*INSTRUCTIONS*.
[a] Put every line of the trace entries into a Markdown table with the columns Row and Line, numbering the rows and leaving out blank lines.
[b] Write a continuation of the text on limits to growth, starting after its last sentence.

##### PAGE TEXT #####

A similar approach is taken when describing the world energy
future. The authors of The Next 200 Years construct a list of
technologies that can provide the transition to solar energy,
making the case that solar energy can ultimately sustain a high
level of economic activity.
The list includes technologies that
use coal, either directly or indirectly (such as gas produced
from coal); those which exploit the vast world reserves of shale
oil; nuclear power (fission, in the near term, replaced
subsequently by fusion); and new solar technologies including
windmills, photovoltaics, and ocean thermal power.
When all of these lists are combined, the prevailing message is
that currently recognized technologies can overcome the
limitations envisioned by the Limits to Growth view. The
Next 200 Years staff, then, believes that the creators of
Limits to Growth erred in being myopic; they were
too tied to conventional technologies. When the need arises,
they argue, these new technologies will be developed.
The cliche, "Necessity is the mother
of invention," captures the flavor of the belief of Kahn
and his associates that these technologies will be developed as
they are needed.
[p.p. 4-11]
[I believe this is the standard university text for this
discipline. —JH]
BEYOND THE
LIMITS
Meadows, et al.
Chelsea Green Publishing
Company, 1992. ISBN 0-930031-62-8.
Phone: 800-639-4099 or 603-448-0317 ; FAX: 603-448-2576.
"In Scenario 1 the world society
proceeds along its historical path as long as possible without
major policy change. Technology advances in agriculture,
industry, and social services according to established patterns.
There is no extraordinary effort to abate pollution or conserve
resources. The simulated world tries to bring all people through
the demographic transition and into an industrial and then
post-industrial economy. This world acquires widespread health
care and birth control as the service sector grows; it applies
more agricultural inputs and gets higher yields as the
agricultural sector grows; it emits more pollutants and demands
more nonrenewable resources as the industrial sector grows.
"The global population in Scenario 1 rises from 1.6 billion in
the simulated year 1900 to over 5 billion in the simulated year
1990 and over 6 billion in the year 2000. Total industrial
output expands by a factor of 20 between 1900 and 1990. Between
1900 and 1990 only 20% of the earth's total stock of
nonrenewable resources is used; 80% of these resources remain in
1990. Pollution in that simulated year has just begun to rise
noticeably. Average consumer goods per capita in 1990 is at a
value of 1968-$260 per person per year—a useful number to
remember for comparison in future runs. Life expectancy is
increasing, services and goods per capita are increasing, food
production is increasing. But major changes are just ahead.
"In this scenario the growth of the economy stops and reverses
because of a combination of limits. Just after the simulated
year 2000 pollution rises high enough to begin to affect
seriously the fertility of the land. (This could happen in the
'real world' through contamination by heavy metals or persistent
chemicals, through climate change, or through increased levels
of ultraviolet radiation from a diminished ozone layer.) Land
fertility has declined a total of only 5% between 1970 and 2000,
but it is degrading at 4.5% per year in 2010 and 12% per year in
2040. At the same time land erosion increases. Total food
production begins to fall after 2015. That causes the economy to
shift more investment into the agriculture sector to maintain
output. But agriculture has to compete for investment with a
resource sector that is also beginning to sense some limits.

##### DATA SHOWN #####

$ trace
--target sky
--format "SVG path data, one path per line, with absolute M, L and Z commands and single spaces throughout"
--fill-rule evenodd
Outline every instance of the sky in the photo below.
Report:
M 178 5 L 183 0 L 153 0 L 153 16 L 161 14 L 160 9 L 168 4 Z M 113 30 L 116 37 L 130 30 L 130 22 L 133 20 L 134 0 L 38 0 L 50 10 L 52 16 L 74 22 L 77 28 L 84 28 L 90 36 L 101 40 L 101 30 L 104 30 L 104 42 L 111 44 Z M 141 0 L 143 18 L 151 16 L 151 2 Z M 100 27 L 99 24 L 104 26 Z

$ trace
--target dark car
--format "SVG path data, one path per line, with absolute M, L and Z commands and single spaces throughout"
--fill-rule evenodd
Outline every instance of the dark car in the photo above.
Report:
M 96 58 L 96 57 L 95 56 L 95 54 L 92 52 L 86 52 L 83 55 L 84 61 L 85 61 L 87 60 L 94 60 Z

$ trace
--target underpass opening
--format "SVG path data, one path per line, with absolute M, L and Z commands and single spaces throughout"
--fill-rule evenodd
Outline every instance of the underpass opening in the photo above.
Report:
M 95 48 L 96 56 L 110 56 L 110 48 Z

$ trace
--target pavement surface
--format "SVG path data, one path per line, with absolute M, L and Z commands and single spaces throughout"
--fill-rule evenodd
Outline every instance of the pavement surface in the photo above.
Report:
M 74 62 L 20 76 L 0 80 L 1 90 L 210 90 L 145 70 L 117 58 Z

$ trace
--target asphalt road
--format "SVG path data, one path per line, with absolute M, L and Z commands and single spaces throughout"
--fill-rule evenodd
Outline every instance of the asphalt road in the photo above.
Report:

#####

*ANSWERS FOR THE EXERCISE*.
[a]
| Row | Line |
|---|---|
| 1 | $ trace |
| 2 | --target sky |
| 3 | --format "SVG path data, one path per line, with absolute M, L and Z commands and single spaces throughout" |
| 4 | --fill-rule evenodd |
| 5 | Outline every instance of the sky in the photo below. |
| 6 | Report: |
| 7 | M 178 5 L 183 0 L 153 0 L 153 16 L 161 14 L 160 9 L 168 4 Z M 113 30 L 116 37 L 130 30 L 130 22 L 133 20 L 134 0 L 38 0 L 50 10 L 52 16 L 74 22 L 77 28 L 84 28 L 90 36 L 101 40 L 101 30 L 104 30 L 104 42 L 111 44 Z M 141 0 L 143 18 L 151 16 L 151 2 Z M 100 27 L 99 24 L 104 26 Z |
| 8 | $ trace |
| 9 | --target dark car |
| 10 | --format "SVG path data, one path per line, with absolute M, L and Z commands and single spaces throughout" |
| 11 | --fill-rule evenodd |
| 12 | Outline every instance of the dark car in the photo above. |
| 13 | Report: |
| 14 | M 96 58 L 96 57 L 95 56 L 95 54 L 92 52 L 86 52 L 83 55 L 84 61 L 85 61 L 87 60 L 94 60 Z |
| 15 | $ trace |
| 16 | --target underpass opening |
| 17 | --format "SVG path data, one path per line, with absolute M, L and Z commands and single spaces throughout" |
| 18 | --fill-rule evenodd |
| 19 | Outline every instance of the underpass opening in the photo above. |
| 20 | Report: |
| 21 | M 95 48 L 96 56 L 110 56 L 110 48 Z |
| 22 | $ trace |
| 23 | --target pavement surface |
| 24 | --format "SVG path data, one path per line, with absolute M, L and Z commands and single spaces throughout" |
| 25 | --fill-rule evenodd |
| 26 | Outline every instance of the pavement surface in the photo above. |
| 27 | Report: |
| 28 | M 74 62 L 20 76 L 0 80 L 1 90 L 210 90 L 145 70 L 117 58 Z |
| 29 | $ trace |
| 30 | --target asphalt road |
| 31 | --format "SVG path data, one path per line, with absolute M, L and Z commands and single spaces throughout" |
| 32 | --fill-rule evenodd |
| 33 | Outline every instance of the asphalt road in the photo above. |
| 34 | Report: |

[b]
"In 1990 the nonrenewable resources remaining in the ground
would have lasted 110 years at the 1990 consumption rates. No
serious resource limits were in evidence. But by 2020 the
remaining resources constituted only a 30-year supply. Why did
this shortage arise so fast? Because exponential growth
increases consumption and lowers resources. Between 1990 and
2020 population increases by 50% and industrial output grows by
85%. The nonrenewable resource use rate doubles. During the
first two decades of the simulated twenty-first century, the
rising population and industrial plant in Scenario 1 use as many
nonrenewable resources as the global economy used in the entire
century before. So many resources are used that much more
capital and energy are required to find, extract, and refine
what remains.
"As both food and nonrenewable resources become harder to obtain
in this simulated world, capital is diverted to producing more
of them. That leaves less output to be invested in basic capital
growth.
"Finally investment cannot keep up with depreciation (this is
physical investment and depreciation, not monetary). The economy
cannot stop putting its capital into the agriculture and
resource sectors; if it did the scarcity of food, materials, and
fuels would restrict production still more. So the industrial
capital plant begins to decline, taking with it the service and
agricultural sectors, which have become dependent upon
industrial inputs. For a short time the situation is especially
serious, because the population keeps rising, due to the lags
inherent in the age structure and in the process of social
adjustment. Finally population too begins to decrease, as the
death rate is driven upward by lack of food and health
services."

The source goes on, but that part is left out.